** START OF RECORD SET **
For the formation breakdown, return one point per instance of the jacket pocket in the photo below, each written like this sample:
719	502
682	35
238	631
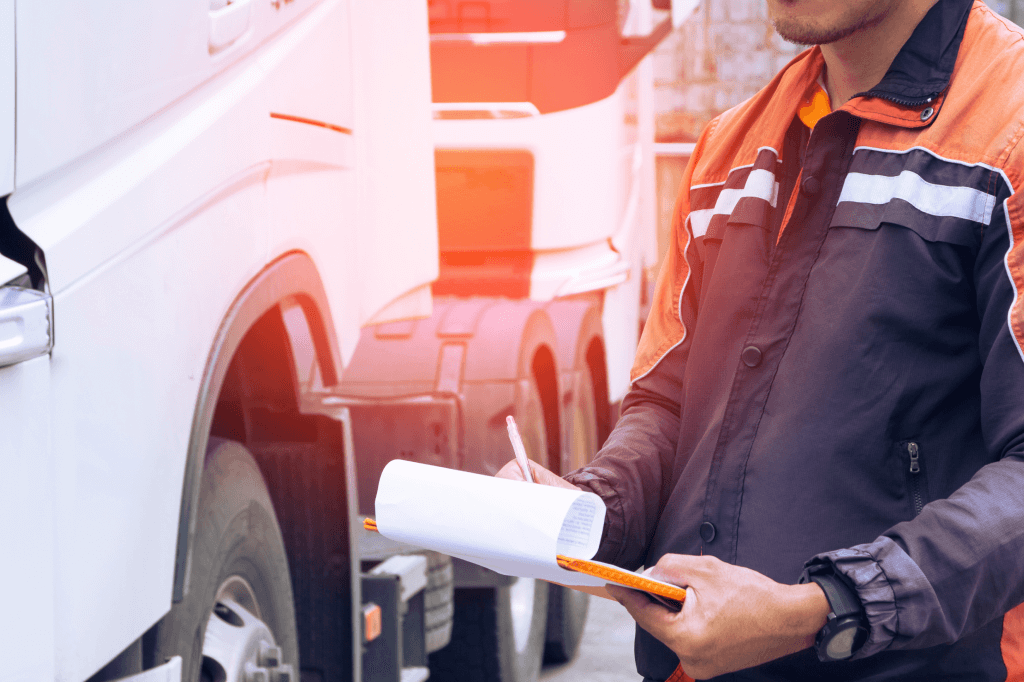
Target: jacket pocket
916	477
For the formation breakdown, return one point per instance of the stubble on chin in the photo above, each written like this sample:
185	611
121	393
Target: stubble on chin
822	31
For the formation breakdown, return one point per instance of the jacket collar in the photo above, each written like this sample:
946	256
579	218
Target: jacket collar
911	92
924	66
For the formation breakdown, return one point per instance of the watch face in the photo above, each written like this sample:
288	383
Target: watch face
840	645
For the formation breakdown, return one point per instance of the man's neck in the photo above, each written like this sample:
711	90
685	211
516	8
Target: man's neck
858	62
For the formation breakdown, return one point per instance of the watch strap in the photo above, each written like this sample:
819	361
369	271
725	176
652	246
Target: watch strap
842	598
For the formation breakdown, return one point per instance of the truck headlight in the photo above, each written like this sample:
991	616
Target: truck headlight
26	324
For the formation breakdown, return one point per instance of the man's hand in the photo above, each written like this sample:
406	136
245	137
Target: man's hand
732	617
541	475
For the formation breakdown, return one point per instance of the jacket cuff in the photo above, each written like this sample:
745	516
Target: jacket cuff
896	595
614	521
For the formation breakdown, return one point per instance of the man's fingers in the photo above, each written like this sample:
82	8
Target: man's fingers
511	471
683	569
650	615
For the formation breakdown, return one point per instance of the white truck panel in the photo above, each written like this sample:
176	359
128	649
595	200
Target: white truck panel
27	534
395	223
88	71
147	242
6	96
126	377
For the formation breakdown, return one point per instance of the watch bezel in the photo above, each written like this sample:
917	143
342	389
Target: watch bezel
834	628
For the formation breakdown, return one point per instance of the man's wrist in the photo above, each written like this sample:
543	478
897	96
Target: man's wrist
809	611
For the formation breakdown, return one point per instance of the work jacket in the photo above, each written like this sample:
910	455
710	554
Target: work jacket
832	371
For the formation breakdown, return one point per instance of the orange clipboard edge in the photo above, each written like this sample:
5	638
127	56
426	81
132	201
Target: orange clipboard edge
** END OF RECORD SET **
PROBLEM REQUIREMENTS: Could you write out the entries again from the line containing "the watch strap" through the end of the entries, changing "formation breakdown" to "layout breakdown" and keeping everything else the same?

ANSWER TO THIS PROBLEM:
For the layout breakdown, return one point per instance of the watch strap in the photo above, each written like this sample:
819	361
369	271
725	176
652	246
Target: watch strap
842	598
For the layout breakdown, return one point per instance of the truck headlight in the photo above, each written like this sample:
991	616
Target: truck headlight
26	324
For the layout breakdown, return one point per instance of the man's hand in the photo above, each written like this sample:
406	136
245	137
Target: man's hand
732	617
541	475
For the layout breakdown, return one point per instance of the jacket cuff in the photo above, each written like this sample:
745	516
Target: jacket cuff
896	595
614	521
For the layout breakdown, return one point per instance of the man's fingers in the photo above, each written like this sample:
82	8
Target: man's fingers
511	471
683	569
650	615
For the layout breakdown, return one point per instance of the white truck panel in the photo above, each written like this sample:
176	359
128	649
595	200
Target: white truck panel
27	534
395	223
88	71
147	242
6	96
126	377
For the layout breakdown, return one point per instance of the watch bezel in the photo above, each written like this sample:
917	143
342	389
Target: watch bezel
834	628
For the layout breakdown, return one point per instance of the man's wrist in the photo above, each written like this sample:
543	478
897	96
Target: man's wrist
809	611
For the layout breakdown, return one point per instance of the work jacket in the photo above, each written like this sample:
910	455
710	554
Target: work jacket
832	371
For the layout breakdown, return one point per instance of the orange clipboard edge in the photo above, each written like this sample:
5	638
127	56
426	81
132	201
Target: orange clipboard edge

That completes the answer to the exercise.